→ **TEXTAUSSCHNITT**:

◇ ◇ ◇ ◇

Auf dem nachfolgenden Song „Bloodstream“ beweisen die Musiker, stammend aus Manchester, dass sie ein echtes Händchen dafür haben, sich auf eine Art und Weise zu entladen, die eine Blockbuster-Emotionalität zulässt. Die Synth-popartigen Shuffles, die den ganzen Track über wie auf Wolken tragen, ähneln den älteren Werken deutlich und dennoch bemerkt man hier und da, eine kleine, aber feine Weiterentwicklung.

Sängerin/Gitarristin Han Mee erklärte, dass der Song zu ihnen kam, anstatt in langen Stunden in einem Studio erarbeitet zu werden, und dass er komplett in den geisterhaften frühen Morgenstunden in Los Angeles geschrieben wurde:

„We started it in the early hours just as it was home time… immediately we knew that this song was something different for us yet had come from nowhere. One of them rare moments where the song jumped from the ether and wanted, nay needed to be written. That feeling of necessity, a song almost undeniable and inescapable, mirrors the feelings of unhealthy adoration, themes of chasing short-term thrills and how those situations can lead to self-loathing. Unhealthy adoration comes in many forms, the short term thrill for the post-high collapse can create an abusive relationship. You think it’s love, you think you’re in control, you think you can say no if you needed to but you’re not the one in the driving seat anymore.“

„Ladies and Gentlemen it was a cold blooded premeditated murder“

Hot Milk ruhen sich nie auf ihren Lorbeeren aus und haben noch nie halbe Sachen abgeliefert. Mit dem Folgesong „Party On My Deathbed“ haben sie die Erwartungen meiner Meinung noch übertroffen, indem sie erneut einen Gang höher geschaltet haben, um eine offenherzige und ikonoklastische Partyhymne abzuliefern, die keine Rücksicht auf die Zukunft nimmt, sondern fest und entschlossen im Hier und Jetzt verankert ist.

◇ ◇ ◇ ◇

→ **BEREITGESTELLTE DATEN**:
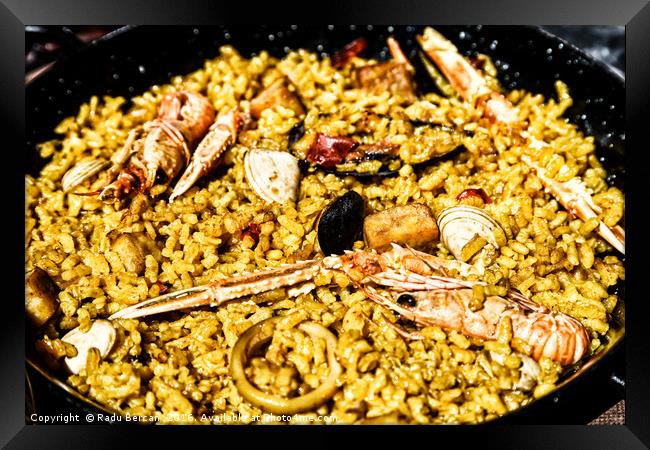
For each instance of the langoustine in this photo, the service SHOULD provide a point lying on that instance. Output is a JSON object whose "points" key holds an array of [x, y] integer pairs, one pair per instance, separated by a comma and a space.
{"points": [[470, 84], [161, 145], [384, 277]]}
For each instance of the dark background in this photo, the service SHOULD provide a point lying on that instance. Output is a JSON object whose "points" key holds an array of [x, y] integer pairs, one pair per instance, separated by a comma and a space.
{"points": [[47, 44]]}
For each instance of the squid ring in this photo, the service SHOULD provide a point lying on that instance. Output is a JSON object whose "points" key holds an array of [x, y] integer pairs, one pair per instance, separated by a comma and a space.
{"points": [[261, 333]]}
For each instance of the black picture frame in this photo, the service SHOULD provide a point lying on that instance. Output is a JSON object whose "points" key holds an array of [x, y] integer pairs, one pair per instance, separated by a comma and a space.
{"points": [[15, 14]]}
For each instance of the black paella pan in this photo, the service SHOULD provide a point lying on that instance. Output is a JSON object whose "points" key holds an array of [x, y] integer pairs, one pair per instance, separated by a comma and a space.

◇ ◇ ◇ ◇

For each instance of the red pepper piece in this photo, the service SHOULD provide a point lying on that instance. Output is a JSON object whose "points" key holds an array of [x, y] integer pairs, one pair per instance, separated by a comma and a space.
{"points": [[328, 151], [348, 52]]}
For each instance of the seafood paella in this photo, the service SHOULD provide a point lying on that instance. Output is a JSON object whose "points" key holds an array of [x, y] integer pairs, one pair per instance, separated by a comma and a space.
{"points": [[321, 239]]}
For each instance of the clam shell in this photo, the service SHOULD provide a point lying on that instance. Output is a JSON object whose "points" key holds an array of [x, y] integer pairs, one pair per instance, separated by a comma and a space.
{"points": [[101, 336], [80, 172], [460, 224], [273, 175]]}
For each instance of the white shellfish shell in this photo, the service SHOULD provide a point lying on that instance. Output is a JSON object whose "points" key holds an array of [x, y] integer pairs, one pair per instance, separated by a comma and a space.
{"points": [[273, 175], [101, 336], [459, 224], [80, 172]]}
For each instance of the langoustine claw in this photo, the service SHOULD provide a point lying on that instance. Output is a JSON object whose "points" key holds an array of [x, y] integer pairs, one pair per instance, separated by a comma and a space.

◇ ◇ ◇ ◇

Gib aus dem Textausschnitt über die Band Hot Milk den Abschnitt von „Auf dem nachfolgenden“ bis „aber feine Weiterentwicklung.“ wortgetreu wieder. Die Zeilen stammen aus einer anderen Quelle.

→ **ERGEBNIS**:
Auf dem nachfolgenden Song „Bloodstream“ beweisen die Musiker, stammend aus Manchester, dass sie ein echtes Händchen dafür haben, sich auf eine Art und Weise zu entladen, die eine Blockbuster-Emotionalität zulässt. Die Synth-popartigen Shuffles, die den ganzen Track über wie auf Wolken tragen, ähneln den älteren Werken deutlich und dennoch bemerkt man hier und da, eine kleine, aber feine Weiterentwicklung.